== WHAT TO DO ==
Format the records from the line with "Each instance of the woman's arm" to the line with "Target: man's short dark hair", both ends included, as a Markdown table with the columns Row and Line. Give each line its row number and leave out blank lines.

** START DATA SHOWN **

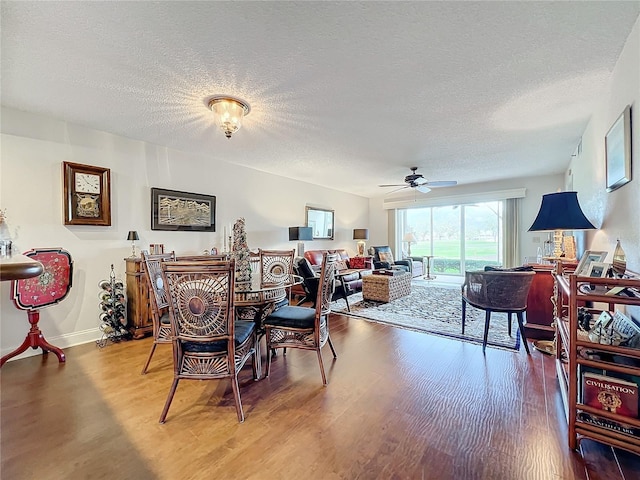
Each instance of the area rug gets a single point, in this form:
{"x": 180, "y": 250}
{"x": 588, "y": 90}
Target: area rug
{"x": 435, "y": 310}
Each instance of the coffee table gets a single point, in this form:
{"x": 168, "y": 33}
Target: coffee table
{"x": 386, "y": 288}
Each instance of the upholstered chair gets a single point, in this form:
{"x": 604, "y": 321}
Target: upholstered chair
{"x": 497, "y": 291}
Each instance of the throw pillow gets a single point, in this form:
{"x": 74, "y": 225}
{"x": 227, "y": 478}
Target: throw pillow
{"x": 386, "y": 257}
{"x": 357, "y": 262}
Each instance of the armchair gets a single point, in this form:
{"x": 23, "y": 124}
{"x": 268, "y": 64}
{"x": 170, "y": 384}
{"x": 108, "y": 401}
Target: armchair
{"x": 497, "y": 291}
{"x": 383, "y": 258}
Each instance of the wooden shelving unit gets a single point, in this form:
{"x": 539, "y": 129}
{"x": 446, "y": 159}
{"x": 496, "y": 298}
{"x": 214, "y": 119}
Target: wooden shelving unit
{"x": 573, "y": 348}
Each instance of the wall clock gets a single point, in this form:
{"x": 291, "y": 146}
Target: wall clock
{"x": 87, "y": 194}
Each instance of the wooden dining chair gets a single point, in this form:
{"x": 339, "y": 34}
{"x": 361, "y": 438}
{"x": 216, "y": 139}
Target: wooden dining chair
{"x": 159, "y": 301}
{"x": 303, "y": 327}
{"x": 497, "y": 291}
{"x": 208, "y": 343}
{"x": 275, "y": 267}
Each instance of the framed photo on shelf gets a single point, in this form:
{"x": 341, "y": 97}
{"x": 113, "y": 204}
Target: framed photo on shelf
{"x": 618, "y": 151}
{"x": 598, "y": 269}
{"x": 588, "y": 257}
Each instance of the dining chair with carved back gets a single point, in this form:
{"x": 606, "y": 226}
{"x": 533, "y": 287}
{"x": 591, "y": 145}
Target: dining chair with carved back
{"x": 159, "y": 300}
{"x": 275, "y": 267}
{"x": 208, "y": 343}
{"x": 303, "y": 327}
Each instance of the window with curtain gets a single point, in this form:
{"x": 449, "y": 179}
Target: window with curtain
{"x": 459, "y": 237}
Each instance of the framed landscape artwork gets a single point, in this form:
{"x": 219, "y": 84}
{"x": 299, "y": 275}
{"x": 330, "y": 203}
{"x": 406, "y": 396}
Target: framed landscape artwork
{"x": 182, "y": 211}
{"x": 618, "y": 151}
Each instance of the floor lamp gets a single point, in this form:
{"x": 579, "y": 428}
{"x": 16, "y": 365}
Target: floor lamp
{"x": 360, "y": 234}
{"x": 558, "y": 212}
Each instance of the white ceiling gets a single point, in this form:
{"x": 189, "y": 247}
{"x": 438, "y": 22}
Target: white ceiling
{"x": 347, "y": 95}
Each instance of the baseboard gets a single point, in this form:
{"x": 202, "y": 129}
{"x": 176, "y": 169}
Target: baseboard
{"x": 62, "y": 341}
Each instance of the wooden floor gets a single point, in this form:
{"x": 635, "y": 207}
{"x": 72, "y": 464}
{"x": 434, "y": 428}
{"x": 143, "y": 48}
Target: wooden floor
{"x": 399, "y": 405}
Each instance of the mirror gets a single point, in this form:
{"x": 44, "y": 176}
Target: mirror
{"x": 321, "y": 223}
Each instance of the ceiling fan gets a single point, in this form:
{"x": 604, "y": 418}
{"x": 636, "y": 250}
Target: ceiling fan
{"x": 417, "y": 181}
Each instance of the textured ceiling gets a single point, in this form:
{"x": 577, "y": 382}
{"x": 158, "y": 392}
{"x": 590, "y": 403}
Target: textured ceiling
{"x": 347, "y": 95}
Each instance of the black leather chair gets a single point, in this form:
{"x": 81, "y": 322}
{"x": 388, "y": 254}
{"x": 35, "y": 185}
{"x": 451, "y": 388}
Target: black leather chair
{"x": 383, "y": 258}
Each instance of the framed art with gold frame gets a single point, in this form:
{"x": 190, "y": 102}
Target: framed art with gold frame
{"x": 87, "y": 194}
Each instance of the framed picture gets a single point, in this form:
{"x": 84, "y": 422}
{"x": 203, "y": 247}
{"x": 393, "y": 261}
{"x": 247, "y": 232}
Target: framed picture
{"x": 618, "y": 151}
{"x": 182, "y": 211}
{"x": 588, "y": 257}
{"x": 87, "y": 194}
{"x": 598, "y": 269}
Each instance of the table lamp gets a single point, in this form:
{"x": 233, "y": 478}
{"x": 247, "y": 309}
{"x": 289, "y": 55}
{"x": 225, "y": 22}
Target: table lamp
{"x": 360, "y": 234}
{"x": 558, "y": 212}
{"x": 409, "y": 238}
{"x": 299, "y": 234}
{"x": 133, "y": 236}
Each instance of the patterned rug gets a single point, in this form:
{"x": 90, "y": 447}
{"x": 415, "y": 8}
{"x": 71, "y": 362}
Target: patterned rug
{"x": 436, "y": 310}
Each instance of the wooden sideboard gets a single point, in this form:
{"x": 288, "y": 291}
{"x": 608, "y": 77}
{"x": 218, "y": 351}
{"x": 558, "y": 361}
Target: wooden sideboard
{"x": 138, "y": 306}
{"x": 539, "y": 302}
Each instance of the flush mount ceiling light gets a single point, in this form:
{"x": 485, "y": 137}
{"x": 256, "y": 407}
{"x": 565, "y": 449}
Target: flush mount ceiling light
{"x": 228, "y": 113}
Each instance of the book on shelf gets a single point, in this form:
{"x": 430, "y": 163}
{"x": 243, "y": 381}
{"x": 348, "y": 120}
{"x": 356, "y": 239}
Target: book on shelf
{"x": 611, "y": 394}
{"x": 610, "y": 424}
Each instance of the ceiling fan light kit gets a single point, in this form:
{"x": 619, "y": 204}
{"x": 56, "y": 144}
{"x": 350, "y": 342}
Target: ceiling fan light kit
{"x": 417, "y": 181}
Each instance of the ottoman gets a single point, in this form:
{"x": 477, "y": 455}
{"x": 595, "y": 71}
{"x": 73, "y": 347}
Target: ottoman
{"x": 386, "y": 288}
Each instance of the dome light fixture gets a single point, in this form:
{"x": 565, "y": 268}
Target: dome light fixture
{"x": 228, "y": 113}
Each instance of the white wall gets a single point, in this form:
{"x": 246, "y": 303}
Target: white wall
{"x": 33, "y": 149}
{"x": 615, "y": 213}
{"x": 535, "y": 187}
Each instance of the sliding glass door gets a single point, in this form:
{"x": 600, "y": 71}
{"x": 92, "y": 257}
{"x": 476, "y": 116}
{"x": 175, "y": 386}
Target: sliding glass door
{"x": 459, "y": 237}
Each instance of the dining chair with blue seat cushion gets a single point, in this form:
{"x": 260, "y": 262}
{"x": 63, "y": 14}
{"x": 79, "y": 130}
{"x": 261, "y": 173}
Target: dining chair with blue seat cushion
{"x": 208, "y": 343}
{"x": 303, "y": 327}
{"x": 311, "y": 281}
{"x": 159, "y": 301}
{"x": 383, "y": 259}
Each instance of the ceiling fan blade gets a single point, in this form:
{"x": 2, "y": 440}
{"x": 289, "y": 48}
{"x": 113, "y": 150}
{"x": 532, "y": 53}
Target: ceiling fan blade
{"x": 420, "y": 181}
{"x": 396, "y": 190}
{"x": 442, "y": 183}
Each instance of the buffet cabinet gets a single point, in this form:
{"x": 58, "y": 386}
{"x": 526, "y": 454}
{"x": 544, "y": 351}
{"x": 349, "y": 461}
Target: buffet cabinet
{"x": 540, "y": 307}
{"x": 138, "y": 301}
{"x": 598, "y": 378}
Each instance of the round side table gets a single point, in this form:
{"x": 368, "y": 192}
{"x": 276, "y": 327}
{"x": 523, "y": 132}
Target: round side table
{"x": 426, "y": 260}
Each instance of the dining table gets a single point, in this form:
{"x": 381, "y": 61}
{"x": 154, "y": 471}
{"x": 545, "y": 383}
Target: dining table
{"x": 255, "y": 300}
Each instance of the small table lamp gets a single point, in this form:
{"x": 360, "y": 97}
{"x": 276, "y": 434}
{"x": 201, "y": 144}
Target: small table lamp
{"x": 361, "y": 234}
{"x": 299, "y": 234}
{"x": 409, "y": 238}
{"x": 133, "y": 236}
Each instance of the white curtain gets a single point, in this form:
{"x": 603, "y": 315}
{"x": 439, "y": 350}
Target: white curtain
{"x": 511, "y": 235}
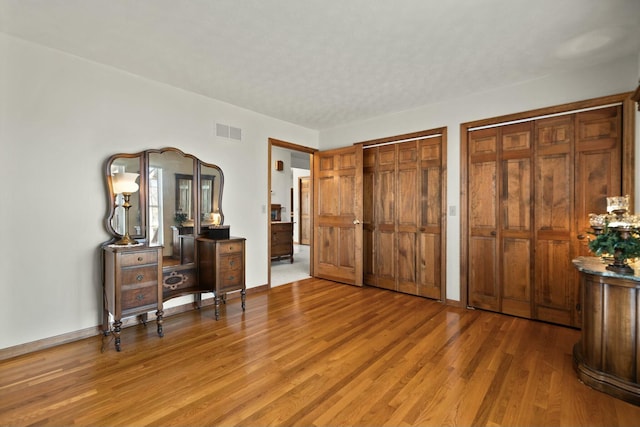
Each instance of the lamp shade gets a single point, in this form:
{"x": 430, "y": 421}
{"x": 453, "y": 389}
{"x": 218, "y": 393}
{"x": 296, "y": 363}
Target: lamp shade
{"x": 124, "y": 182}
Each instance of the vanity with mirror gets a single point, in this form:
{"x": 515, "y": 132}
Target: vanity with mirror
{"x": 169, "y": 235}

** END DATA SHOWN **
** START DATA SHOWN **

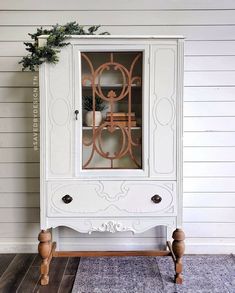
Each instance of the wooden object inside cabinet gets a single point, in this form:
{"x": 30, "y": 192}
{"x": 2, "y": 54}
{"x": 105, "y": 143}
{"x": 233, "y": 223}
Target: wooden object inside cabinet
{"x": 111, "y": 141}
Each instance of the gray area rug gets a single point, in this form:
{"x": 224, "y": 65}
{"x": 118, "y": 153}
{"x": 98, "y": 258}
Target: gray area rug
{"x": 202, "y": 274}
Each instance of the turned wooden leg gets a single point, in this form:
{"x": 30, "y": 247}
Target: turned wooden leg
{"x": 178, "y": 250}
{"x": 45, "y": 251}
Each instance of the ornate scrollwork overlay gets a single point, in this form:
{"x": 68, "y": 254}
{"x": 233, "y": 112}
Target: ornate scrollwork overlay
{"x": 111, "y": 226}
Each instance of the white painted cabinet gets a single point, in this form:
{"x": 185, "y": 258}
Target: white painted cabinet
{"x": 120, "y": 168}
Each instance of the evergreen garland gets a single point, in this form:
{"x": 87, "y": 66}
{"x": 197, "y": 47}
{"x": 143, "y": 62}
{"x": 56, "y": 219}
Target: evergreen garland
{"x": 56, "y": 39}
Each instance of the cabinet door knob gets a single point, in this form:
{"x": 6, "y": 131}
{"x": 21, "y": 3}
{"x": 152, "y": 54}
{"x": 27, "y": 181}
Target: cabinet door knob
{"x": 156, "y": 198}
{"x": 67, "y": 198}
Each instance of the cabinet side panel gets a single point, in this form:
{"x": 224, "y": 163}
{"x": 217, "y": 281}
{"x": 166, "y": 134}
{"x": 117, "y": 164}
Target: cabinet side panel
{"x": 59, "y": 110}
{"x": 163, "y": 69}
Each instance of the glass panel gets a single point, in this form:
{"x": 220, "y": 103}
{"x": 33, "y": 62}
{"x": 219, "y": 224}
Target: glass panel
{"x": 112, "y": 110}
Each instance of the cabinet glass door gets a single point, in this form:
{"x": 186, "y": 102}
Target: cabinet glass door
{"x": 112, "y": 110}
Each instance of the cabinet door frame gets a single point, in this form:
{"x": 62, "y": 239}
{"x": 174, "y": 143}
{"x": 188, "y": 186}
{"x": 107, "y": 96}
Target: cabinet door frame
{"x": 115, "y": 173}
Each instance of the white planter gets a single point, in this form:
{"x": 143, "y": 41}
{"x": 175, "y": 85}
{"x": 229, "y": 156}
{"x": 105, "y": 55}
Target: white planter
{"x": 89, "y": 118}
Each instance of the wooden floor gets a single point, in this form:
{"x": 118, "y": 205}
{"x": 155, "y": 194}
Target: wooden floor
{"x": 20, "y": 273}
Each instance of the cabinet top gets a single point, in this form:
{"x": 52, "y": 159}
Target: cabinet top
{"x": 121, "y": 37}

** END DATA SHOWN **
** START DATA SHOWN **

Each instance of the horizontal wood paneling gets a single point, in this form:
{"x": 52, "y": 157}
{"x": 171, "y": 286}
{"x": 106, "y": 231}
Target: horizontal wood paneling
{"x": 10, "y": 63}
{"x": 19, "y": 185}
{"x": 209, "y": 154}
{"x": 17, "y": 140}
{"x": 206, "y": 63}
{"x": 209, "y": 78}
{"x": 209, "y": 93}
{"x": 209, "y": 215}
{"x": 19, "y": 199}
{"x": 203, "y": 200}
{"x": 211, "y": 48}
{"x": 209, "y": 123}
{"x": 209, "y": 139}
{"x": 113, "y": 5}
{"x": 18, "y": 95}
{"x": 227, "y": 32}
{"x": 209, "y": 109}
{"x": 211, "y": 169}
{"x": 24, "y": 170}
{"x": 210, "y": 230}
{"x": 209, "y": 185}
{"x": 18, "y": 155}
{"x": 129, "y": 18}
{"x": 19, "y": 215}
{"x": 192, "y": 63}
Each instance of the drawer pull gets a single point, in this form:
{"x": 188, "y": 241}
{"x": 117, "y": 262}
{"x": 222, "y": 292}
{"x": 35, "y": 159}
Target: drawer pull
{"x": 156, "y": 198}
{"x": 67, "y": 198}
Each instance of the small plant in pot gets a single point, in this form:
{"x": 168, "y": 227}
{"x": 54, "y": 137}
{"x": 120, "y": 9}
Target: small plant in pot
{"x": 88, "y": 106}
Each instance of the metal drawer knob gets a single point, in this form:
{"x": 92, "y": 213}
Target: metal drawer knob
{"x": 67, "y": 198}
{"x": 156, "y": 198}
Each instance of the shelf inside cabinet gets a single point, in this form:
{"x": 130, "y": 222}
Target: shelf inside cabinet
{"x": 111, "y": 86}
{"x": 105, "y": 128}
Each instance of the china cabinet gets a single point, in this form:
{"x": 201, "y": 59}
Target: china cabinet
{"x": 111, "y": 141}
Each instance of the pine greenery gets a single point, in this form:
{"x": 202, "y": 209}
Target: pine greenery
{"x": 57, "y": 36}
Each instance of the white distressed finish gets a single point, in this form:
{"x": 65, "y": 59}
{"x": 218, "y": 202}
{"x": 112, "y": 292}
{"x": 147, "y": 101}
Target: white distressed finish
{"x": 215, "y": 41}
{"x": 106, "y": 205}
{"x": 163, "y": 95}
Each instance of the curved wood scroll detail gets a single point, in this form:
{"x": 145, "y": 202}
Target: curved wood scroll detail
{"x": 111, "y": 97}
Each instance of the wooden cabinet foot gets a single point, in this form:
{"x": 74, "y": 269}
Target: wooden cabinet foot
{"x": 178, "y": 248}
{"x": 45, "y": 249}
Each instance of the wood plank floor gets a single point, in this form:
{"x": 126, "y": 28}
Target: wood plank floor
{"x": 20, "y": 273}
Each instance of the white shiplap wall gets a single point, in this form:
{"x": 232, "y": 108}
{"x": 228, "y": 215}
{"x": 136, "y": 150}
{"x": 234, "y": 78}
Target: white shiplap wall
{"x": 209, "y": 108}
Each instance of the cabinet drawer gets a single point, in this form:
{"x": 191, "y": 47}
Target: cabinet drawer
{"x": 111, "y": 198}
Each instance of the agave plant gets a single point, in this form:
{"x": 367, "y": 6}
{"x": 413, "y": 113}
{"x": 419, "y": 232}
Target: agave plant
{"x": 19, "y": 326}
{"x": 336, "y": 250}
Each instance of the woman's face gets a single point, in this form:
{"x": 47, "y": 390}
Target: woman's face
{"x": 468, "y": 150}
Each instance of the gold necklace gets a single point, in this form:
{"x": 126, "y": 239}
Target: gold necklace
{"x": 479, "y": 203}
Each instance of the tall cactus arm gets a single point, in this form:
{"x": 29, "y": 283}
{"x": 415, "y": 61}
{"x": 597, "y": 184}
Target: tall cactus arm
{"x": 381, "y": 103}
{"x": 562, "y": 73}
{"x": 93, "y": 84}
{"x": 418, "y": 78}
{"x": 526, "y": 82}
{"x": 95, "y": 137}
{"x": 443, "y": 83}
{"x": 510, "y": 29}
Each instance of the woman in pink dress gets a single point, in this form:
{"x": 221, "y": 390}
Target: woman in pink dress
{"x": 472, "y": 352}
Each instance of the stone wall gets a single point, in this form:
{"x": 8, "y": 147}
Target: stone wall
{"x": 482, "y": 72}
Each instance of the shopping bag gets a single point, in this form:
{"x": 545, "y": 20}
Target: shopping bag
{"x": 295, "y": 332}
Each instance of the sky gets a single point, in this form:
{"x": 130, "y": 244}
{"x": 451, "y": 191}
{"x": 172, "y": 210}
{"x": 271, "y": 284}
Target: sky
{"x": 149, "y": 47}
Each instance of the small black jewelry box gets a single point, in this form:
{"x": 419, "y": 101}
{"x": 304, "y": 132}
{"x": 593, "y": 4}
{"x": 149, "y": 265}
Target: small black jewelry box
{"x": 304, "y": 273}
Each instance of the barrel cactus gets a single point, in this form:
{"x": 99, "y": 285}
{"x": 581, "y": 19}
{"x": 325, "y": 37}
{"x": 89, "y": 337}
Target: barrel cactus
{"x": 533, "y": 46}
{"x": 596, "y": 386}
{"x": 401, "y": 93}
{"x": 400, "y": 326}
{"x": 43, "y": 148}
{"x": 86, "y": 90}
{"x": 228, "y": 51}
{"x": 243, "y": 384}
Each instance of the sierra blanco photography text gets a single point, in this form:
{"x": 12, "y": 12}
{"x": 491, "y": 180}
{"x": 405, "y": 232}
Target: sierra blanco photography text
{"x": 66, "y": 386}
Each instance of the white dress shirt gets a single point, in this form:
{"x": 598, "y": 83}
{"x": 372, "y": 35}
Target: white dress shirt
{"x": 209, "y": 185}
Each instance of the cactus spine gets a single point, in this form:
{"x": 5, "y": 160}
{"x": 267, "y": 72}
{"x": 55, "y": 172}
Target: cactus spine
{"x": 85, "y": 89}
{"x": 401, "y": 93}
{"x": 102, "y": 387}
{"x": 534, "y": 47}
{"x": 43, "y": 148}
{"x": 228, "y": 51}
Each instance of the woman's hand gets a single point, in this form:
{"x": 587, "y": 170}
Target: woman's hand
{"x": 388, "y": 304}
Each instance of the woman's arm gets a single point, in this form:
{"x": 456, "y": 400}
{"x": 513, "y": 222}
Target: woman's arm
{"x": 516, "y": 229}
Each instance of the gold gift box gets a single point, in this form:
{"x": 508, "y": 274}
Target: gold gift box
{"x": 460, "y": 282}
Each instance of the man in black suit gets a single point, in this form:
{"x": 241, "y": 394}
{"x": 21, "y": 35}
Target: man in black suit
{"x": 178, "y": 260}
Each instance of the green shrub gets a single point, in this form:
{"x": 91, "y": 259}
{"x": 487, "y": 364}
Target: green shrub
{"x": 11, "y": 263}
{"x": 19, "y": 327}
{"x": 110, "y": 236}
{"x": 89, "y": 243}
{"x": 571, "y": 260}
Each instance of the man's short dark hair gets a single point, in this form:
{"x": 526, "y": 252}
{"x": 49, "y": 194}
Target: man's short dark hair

** END DATA SHOWN **

== ANSWER FOR THIS EXERCISE ==
| Row | Line |
|---|---|
| 1 | Each instance of the woman's arm gets a single point, in this form: |
| 2 | {"x": 456, "y": 400} |
| 3 | {"x": 513, "y": 222} |
| 4 | Target: woman's arm |
| 5 | {"x": 516, "y": 229} |
| 6 | Each instance of the gold gift box gets a single point, in this form: |
| 7 | {"x": 508, "y": 274} |
| 8 | Target: gold gift box |
| 9 | {"x": 460, "y": 282} |
| 10 | Each instance of the man in black suit gets a single point, in this form: |
| 11 | {"x": 241, "y": 394} |
| 12 | {"x": 21, "y": 35} |
| 13 | Target: man in black suit |
| 14 | {"x": 178, "y": 260} |
| 15 | Each instance of the green shrub gets a single point, in this form: |
| 16 | {"x": 91, "y": 259} |
| 17 | {"x": 487, "y": 364} |
| 18 | Target: green shrub |
| 19 | {"x": 11, "y": 263} |
| 20 | {"x": 19, "y": 327} |
| 21 | {"x": 110, "y": 236} |
| 22 | {"x": 89, "y": 243} |
| 23 | {"x": 571, "y": 260} |
| 24 | Each instance of the man's short dark hair gets a single point, in this form: |
| 25 | {"x": 526, "y": 252} |
| 26 | {"x": 49, "y": 194} |
| 27 | Target: man's short dark hair |